■ Enunciado del ejercicio: Prolonga el homenaje a Juan Muñoz Martín a partir de su última frase.

■ Fragmento del documento:
----

A Juan Muñoz Martín, en su gloria

Uno no puede dejar de sentirse un poco más huérfano ni de pensar que ha fallecido el último abuelo que a los jóvenes de mi generación nos quedaba.

Uno no puede dejar de sentirse un poco más huérfano ni de pensar que ha fallecido el último abuelo que a los jóvenes de mi generación nos quedaba.
Juan Muñoz Martín. | Archivo

Ha muerto Juan Muñoz Martín y uno no puede dejar de sentirse un poco más huérfano ni de pensar que ha fallecido el último abuelo que a los jóvenes de mi generación nos quedaba. Profesor de bachillerato, nos enseñó a amar la lectura a todos los que hoy la amamos y nacimos en las décadas de los ochenta y noventa. Su Fray Perico y su borrico sigue fascinando a los chavales cuarenta años después de su publicación, aun cuando se les obliga a leerlo. Uno, en cambio, tuvo la suerte de descubrirlo por sí solo, gracias a un regalo maternal.

Algunos sábados, mi madre aprovechaba las primeras horas de la tarde para comprarnos ropa a mi hermana y a mí. Como siempre he sido bajito y tirando a rechoncho, yo tenía que probármela quisiera o no quisiera, para ver si me valía o no me valía y, en caso de que me valiese, para saber cuántos centímetros había que recogerme los bajos.

Aquel periplo de ir de tienda en tienda me aburría espantosamente. Me ponía de muy mal humor, de un mal humor que me temo que se me notaba mucho, aunque en aras de la paz familiar procurase disimularlo: "Daniel, pruébate esto. Daniel, ponte esto otro. Súbete bien los pantalones, que la señorita tiene ver cuánto te sobra de pernera…". Yo creo que mi madre me veía tan agobiado y a disgusto que no podía sino apiadarse de mí; de manera que, para compensarme, nos llevaba luego a una librería para que mi hermana y yo comprásemos dos libros cada uno. Pero un nuevo problema aparecía de golpe.

Y es que, de aquélla, a mi hermana no le gustaba leer. Y claro, lo que apaciguaba a Daniel enfurruscaba a Carmen, con que aquellos sábados, sin ir a peor, tampoco mejoraban. Así que, mientras mi hermana y mi madre llegaban a un compromiso de consenso —al menos, todo lo consensuado que puede ser un compromiso en que la autoridad materna no claudica porque sabe que hay cosas en que no debe claudicar—, yo fisgoneaba entre los anaqueles de la librería en busca de algún título de Juan Muñoz Martín que aún no hubiese leído: —¿Fray Perico en la guerra? Lo leí hace dos meses. ¿El pirata Garrapata llega a pie al templo de Abu Simbel? Hace tres semanas.

Ya en mi cuarto, yo me abismaba en las peripecias del regordete y entrañable fraile y de sus bonachones compañeros de comunidad: fray Nicanor, el padre superior; fray Ezequiel, el de la miel; fray Cucufate, el del chocolate, fray Mamerto, el del huerto, o fray Olegario, el bibliotecario, etcétera. También en las insólitas aventuras de ese pirata bueno y narigudo al que acompañaba una tripulación de lo más variopinta: desde el orangután Pascasio, que se pasaba los ratos libres leyendo las obras del filósofo Schopenhauer, hasta la bellísima Floripondia, cuyos secuestros recurrentes hacían que Garrapata se tuviera que echar a los mares del mundo a bordo del Salmonete a fin de rescatarla.

----

■ Registros de anotación de coordenadas:
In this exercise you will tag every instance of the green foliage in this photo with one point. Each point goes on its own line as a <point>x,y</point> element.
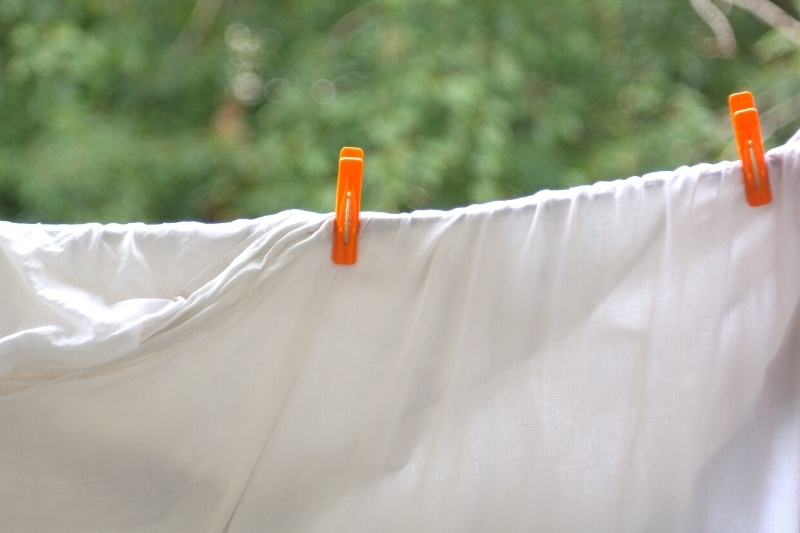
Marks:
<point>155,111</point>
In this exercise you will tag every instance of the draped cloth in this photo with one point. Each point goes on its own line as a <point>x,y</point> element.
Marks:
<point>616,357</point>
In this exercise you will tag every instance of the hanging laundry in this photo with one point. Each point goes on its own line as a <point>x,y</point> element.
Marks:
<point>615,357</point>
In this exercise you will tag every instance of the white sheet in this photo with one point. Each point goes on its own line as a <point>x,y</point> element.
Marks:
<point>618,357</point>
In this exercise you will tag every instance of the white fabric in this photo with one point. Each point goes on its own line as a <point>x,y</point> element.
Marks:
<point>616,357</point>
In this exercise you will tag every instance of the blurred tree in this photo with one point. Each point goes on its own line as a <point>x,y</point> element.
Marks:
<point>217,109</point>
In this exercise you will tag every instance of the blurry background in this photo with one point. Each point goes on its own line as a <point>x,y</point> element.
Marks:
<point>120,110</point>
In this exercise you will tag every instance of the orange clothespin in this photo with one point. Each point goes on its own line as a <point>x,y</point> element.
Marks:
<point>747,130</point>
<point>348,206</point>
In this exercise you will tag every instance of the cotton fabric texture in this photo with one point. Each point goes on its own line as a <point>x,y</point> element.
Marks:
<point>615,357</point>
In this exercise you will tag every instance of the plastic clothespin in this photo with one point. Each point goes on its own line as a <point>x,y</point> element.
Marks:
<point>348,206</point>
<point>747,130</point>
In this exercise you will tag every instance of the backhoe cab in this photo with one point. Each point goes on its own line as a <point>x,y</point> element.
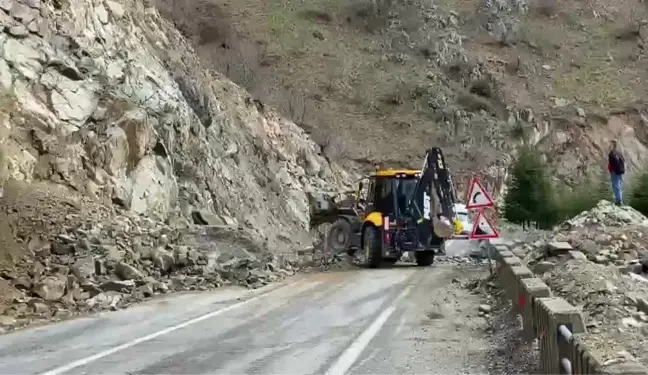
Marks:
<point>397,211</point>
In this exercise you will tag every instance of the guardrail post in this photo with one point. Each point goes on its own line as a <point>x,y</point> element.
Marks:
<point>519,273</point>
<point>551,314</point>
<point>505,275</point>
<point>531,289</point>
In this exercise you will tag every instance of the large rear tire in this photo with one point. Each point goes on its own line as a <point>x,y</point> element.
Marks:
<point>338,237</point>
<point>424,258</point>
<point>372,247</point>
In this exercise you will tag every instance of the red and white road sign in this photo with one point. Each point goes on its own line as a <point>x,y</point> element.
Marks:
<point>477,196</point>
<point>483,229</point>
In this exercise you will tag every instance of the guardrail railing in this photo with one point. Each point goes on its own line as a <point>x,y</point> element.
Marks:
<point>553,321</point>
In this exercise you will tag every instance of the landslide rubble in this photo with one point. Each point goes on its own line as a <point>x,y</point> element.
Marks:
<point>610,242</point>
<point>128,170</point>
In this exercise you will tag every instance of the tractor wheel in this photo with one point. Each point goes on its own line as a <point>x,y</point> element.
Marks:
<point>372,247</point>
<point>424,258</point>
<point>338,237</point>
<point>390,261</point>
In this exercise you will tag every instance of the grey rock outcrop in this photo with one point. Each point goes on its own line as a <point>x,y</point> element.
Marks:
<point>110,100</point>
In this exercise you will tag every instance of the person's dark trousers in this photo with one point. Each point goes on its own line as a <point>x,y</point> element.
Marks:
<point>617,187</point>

----

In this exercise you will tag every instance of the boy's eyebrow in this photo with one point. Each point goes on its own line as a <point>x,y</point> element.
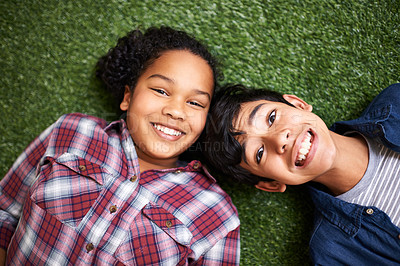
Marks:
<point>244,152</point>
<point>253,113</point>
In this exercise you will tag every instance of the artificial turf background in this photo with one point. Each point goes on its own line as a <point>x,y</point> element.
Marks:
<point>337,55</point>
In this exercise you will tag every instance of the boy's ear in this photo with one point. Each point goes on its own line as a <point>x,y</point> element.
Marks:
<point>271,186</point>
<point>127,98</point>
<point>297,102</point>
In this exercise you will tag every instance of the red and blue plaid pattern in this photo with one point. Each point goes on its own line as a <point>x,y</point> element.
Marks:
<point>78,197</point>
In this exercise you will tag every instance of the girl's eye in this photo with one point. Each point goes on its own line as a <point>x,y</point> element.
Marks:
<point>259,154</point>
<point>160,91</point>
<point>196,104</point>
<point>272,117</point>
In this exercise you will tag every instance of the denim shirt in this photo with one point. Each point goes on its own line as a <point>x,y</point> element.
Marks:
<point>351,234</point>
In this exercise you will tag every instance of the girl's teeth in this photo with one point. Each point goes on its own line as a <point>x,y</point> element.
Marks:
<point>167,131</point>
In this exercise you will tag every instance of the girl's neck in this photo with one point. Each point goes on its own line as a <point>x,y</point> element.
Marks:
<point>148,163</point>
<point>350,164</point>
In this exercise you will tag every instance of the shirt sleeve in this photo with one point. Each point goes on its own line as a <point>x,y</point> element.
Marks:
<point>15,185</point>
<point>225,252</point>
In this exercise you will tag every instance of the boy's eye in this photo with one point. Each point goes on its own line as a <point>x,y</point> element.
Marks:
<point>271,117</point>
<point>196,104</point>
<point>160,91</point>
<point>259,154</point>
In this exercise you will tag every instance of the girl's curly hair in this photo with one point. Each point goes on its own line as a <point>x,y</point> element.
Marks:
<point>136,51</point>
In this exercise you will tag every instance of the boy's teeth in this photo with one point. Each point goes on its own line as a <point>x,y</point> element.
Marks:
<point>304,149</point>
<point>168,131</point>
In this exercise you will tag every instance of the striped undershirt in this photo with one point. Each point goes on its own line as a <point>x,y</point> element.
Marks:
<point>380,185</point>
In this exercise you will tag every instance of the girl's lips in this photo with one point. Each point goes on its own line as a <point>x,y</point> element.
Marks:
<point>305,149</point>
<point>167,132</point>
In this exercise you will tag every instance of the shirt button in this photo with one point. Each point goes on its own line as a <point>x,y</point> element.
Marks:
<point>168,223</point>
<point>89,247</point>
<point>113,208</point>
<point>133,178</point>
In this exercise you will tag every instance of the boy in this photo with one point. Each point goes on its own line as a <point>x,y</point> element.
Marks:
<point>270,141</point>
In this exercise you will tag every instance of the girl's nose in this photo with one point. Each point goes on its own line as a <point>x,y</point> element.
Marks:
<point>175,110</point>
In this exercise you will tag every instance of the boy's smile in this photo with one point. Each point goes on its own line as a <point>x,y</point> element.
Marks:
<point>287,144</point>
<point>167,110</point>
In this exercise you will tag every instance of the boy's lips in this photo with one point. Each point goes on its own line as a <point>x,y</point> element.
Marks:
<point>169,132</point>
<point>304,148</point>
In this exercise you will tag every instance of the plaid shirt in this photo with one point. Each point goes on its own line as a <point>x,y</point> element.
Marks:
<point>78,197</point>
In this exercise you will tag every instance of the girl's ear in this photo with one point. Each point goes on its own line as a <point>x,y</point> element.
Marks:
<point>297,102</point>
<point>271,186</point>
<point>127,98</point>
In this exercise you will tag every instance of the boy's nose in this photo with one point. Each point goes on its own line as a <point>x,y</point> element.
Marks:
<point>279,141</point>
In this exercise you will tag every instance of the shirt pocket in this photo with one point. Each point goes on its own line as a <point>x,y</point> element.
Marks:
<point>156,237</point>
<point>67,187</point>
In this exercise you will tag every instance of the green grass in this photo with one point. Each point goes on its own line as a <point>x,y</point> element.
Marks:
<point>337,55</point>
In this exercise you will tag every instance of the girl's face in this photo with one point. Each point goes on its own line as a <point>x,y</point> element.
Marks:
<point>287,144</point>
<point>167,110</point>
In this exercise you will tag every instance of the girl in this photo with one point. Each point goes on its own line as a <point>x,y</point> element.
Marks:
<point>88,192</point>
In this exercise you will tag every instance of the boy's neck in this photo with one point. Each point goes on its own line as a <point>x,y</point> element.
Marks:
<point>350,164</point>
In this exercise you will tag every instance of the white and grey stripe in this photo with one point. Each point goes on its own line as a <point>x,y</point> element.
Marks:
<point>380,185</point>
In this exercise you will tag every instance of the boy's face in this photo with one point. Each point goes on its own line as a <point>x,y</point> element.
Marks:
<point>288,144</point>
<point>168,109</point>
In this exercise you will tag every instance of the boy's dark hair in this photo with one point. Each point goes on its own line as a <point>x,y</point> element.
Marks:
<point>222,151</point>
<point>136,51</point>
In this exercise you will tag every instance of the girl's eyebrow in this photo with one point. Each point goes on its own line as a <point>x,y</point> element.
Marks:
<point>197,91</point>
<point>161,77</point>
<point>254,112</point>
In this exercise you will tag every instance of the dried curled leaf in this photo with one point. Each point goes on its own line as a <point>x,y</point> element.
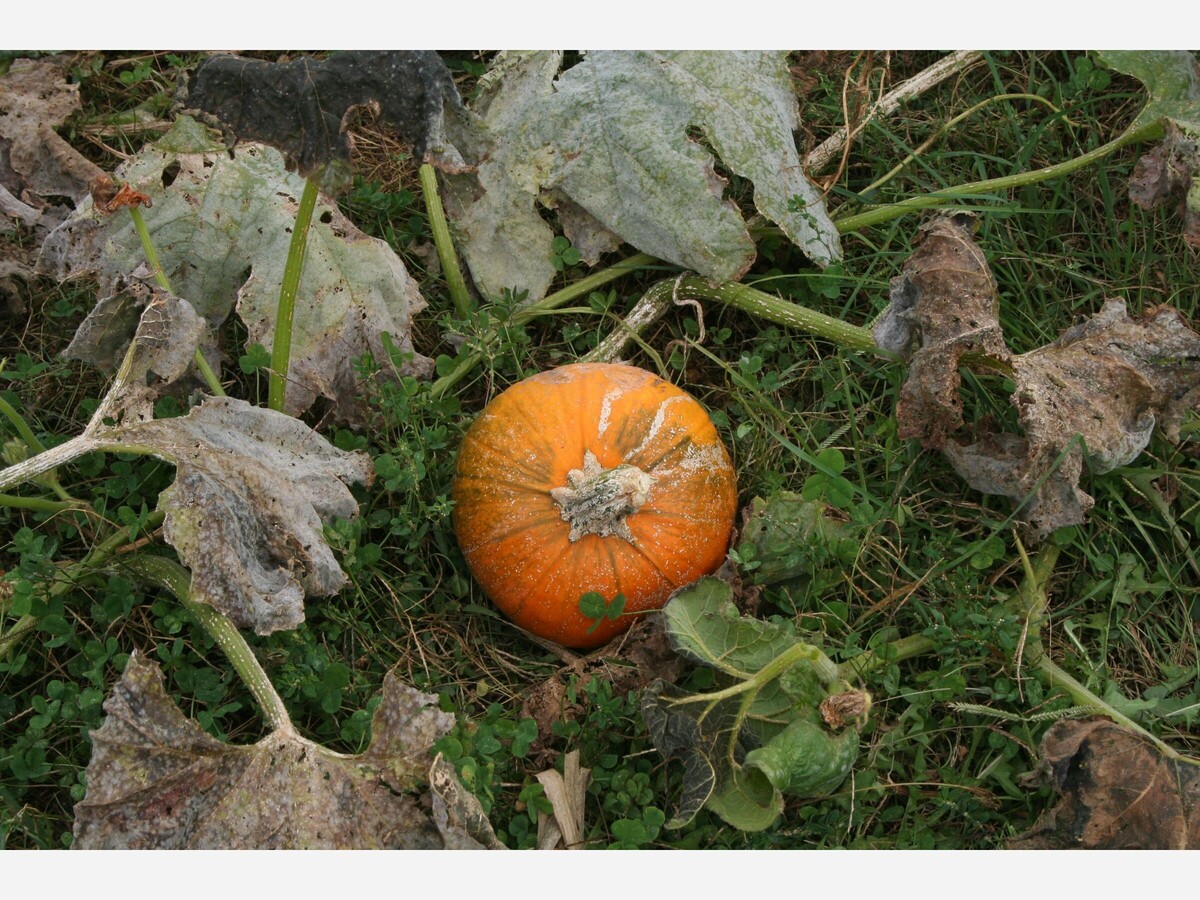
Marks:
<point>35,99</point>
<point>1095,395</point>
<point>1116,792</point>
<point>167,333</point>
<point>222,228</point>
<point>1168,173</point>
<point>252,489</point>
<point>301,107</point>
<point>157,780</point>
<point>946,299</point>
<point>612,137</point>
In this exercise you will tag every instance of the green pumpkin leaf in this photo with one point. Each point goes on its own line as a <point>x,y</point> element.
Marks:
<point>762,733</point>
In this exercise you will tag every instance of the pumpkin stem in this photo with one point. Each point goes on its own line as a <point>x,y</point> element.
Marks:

----

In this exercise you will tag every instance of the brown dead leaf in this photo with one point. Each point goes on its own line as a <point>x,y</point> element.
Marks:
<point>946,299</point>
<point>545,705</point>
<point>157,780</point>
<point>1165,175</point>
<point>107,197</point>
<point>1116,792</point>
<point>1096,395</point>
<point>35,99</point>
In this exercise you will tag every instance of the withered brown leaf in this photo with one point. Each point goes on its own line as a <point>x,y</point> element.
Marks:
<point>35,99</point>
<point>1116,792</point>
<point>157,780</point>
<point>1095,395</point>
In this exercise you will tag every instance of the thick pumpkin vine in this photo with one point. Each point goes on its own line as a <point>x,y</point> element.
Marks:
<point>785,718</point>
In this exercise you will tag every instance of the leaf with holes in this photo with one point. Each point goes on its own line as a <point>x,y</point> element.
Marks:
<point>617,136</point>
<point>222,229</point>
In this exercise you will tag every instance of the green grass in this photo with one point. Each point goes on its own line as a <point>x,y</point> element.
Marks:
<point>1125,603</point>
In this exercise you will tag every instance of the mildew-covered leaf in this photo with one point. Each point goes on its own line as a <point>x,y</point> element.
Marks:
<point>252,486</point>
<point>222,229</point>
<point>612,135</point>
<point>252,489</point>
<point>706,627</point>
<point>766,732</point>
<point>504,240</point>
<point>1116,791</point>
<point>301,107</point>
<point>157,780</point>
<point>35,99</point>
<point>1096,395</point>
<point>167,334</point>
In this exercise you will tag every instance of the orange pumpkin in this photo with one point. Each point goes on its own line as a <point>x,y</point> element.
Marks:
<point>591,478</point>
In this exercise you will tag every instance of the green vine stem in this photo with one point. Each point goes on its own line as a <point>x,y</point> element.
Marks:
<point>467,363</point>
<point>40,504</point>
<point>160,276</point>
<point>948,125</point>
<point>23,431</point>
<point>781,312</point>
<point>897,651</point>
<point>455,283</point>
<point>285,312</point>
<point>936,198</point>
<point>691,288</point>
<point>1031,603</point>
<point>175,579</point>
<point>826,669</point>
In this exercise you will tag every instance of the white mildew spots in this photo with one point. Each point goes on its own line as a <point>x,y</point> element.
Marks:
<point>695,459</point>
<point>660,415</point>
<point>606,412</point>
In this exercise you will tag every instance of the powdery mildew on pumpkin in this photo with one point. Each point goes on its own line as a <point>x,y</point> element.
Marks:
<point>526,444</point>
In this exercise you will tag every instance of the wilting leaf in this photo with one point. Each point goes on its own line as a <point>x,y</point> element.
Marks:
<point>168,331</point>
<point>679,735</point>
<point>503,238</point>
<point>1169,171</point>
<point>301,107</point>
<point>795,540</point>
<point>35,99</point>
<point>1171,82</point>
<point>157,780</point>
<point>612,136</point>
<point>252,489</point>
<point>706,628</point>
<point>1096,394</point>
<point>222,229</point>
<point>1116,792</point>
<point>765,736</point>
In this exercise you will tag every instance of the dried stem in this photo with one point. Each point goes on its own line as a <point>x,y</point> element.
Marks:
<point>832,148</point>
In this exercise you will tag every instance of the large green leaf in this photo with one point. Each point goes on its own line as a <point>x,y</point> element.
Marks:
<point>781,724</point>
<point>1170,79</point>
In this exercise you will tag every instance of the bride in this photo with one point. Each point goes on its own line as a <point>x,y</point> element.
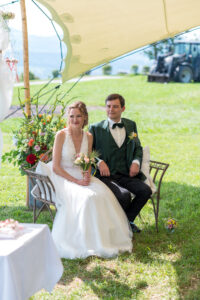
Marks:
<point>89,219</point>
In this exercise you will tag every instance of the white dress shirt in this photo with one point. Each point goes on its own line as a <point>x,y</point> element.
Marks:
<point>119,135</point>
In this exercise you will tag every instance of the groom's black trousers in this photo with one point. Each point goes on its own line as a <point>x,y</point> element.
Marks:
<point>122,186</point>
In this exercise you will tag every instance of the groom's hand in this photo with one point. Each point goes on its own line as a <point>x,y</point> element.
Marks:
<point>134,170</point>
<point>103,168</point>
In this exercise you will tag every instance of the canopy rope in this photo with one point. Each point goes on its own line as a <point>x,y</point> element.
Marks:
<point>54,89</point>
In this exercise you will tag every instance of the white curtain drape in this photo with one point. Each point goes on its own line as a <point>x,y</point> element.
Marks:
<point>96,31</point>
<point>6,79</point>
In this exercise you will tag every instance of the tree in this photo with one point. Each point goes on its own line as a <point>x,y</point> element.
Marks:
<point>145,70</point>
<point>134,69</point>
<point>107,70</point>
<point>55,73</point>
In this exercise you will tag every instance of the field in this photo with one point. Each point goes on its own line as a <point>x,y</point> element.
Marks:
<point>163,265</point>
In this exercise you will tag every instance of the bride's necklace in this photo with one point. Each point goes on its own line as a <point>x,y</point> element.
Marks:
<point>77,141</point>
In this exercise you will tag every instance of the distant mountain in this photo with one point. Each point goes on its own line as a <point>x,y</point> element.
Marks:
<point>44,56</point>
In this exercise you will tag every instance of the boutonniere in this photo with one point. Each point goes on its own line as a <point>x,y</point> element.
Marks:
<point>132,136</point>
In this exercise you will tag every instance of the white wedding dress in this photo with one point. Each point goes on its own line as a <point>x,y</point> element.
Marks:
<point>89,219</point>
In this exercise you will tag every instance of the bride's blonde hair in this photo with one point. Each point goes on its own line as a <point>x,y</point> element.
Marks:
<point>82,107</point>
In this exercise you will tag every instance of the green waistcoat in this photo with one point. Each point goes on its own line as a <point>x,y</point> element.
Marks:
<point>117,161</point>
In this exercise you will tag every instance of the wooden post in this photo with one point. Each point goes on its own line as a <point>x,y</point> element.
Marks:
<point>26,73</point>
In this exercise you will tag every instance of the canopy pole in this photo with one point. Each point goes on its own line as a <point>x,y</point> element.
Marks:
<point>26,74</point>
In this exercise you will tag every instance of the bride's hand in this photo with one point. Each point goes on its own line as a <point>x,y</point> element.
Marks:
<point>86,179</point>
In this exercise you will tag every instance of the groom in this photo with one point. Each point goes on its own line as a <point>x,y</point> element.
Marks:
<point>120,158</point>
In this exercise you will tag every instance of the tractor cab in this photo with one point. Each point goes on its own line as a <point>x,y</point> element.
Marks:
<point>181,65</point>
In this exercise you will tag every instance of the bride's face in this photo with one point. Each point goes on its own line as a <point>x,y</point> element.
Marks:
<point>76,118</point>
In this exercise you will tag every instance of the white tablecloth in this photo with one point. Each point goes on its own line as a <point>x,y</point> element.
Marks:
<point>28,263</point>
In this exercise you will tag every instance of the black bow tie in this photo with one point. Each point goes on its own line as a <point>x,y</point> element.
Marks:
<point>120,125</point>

----

■ Respuesta:
Madrileño de nacencia aunque salmantino de idioma, Juan Muñoz Martín escribía en un castellano accesible y delicioso, lleno de sabor y de textura, que de cuando en cuando obligaba a los niños a consultar el diccionario para enriquecerse de palabras, de giros, de expresiones. Gracias a sus libros, aprendí lo que era un obús, un odre o un trabuco; supe por primera vez de la figura de El Empecinado y en qué había consistido la Guerra de la Independencia.

Y entre carcajada y carcajada, me resultaba imposible no emocionarme con esa bondad tan clara, tan sencilla, de todos aquellos seres en los que se traslucía el mucho amor que su novelista y padre sentía hacia ellos. Uno intuía entonces que quien ideaba aquellos lances inverosímiles tenía que ser por fuerza un hombre cariñoso, divertido y bueno. Sí, sobre todo, bueno. Y en el mismo sentido de la palabra que Antonio Machado aplicaba para sí.

A la tarde siguiente, de los dos libros del sábado no me quedaba ya ninguna línea por leer. Pero a esa edad las historias no terminan por completo si uno no juega inmediatamente a aquello que ha leído y saboreado. Así que medio me disfrazaba de fraile y fantaseaba con ser uno más de aquellos monjes franciscanos en la Salamanca del principios del XIX o un curtido lobo de mar a la órdenes del honorable Garrapata.

Juan Muñoz Martín ha fallecido y a mí me embarga la pena no haber charlado nunca un ratito con él, de no haberle dado jamás un beso en la mejilla —en esa mejilla suya de piel anciana y barba recia— que es lo que hice, mientras vivió, con el único abuelo al que yo conocí.

Hoy —ya digo— los niños de mi edad hemos perdido al último abuelo que nos quedaba.